Kutipan.
┏━━
Jika melihat survey sementara, dimana mana sebenarnya banyak yang mengatakan " tidak tahu " prosentasi antara yang memilih dan yang mengatakan "tidak tahu" kemungkinan lebih banyak yang "tidak tahu" artinya banyak yang menganggap bahwa kedua calon presiden masih diragukan orang banyak dan tak ada yang bisa diunggulkan untuk memimpin bangsa ini.
Inilah perlu disoroti kok bisa terjadi pengerucutan sampai pada 2 kandidat yang mana duanya banyak memiliki kelemahan di mata rakyat, menjadi hal yang dirasa sedikit aneh, kok ya segitu banyak orang pinter di indonesia segitu banyak yang semula direncanakan mencapres akhirnya mengerucut menjadi 2 saja yang mana duanya tetap masih diragukan. Permasalahan seperti ini seharusnya patut disimak dan ditinjau kembali, seakan begitu sulitnya mencari figur yang benar benar pantas memimpin bangsa ini.
Permasalahan nya jika memang keduanya memiliki banyak kelemahan dan kekurangan yang nampak belum memadai untuk menjadi pemimpin bangsa ini, akibatnya dalam pemilu ini akan terjadi proses pemilihan yang dipaksakan atau "terpaksa memilih". Bagaimana tidak? Golput tidak boleh? Memilih gak ada yang ideal? ya yang ada hanya "terpaksa memilih" diantara kedua calon walaupun menurut si pemilih "diragukan". Seandainya jujur atau bagi yang tidak cocok pada kedua pilihan diperbolehkan golput atau tidak memilih, bisa jadi pemilu akan gagal.
┗━━
Bahan yang Disediakan.
┏━━
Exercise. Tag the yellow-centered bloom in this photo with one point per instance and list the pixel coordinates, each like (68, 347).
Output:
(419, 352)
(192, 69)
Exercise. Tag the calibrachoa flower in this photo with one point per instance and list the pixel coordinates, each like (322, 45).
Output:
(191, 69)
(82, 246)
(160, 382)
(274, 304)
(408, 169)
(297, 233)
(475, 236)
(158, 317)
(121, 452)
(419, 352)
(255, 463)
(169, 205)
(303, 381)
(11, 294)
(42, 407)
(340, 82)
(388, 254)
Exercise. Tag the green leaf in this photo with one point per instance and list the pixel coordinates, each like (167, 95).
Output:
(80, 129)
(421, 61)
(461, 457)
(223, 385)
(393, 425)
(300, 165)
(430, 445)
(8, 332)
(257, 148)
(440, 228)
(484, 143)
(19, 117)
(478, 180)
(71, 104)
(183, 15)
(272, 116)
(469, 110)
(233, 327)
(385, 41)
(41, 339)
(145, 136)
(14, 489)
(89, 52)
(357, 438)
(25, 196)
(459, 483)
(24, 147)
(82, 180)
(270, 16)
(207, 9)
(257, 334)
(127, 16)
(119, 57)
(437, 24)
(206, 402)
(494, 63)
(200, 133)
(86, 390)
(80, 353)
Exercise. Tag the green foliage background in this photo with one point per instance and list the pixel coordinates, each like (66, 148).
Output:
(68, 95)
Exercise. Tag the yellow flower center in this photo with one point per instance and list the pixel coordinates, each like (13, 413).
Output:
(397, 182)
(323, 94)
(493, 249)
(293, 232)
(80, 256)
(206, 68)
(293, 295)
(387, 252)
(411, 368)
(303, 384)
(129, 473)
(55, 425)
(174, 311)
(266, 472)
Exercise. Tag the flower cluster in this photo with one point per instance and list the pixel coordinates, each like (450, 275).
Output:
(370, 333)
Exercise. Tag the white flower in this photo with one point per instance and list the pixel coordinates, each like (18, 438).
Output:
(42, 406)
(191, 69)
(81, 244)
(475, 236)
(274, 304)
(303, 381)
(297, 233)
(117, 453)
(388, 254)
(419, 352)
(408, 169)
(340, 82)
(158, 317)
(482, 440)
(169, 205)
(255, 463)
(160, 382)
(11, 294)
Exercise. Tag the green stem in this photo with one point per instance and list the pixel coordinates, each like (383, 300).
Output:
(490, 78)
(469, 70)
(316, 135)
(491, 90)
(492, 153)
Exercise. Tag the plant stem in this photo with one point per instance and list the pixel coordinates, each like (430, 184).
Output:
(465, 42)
┗━━
Tugas Wajib.
#1 Tuliskan semua kalimat dalam kutipan yang diakhiri tanda tanya.
#2 Buatlah ringkasan kutipan dalam dua kalimat.
#3 Menurut kutipan, mengapa dalam pemilu ini akan terjadi proses "terpaksa memilih"? Jawablah dalam satu atau dua kalimat.

Kunci Jawaban.
#1
- Bagaimana tidak?
- Golput tidak boleh?
- Memilih gak ada yang ideal?

#2 Survei sementara menunjukkan banyak orang menjawab "tidak tahu", karena kedua calon presiden masih diragukan dan dinilai memiliki banyak kelemahan di mata rakyat. Akibatnya, pemilu menjadi proses "terpaksa memilih", dan jika golput diperbolehkan, pemilu bisa jadi gagal.

#3 Kedua calon memiliki banyak kelemahan dan kekurangan sehingga tampak belum memadai untuk memimpin bangsa. Golput tidak boleh dan tidak ada pilihan yang ideal, jadi pemilih terpaksa memilih salah satu dari kedua calon walaupun menurutnya calon itu diragukan.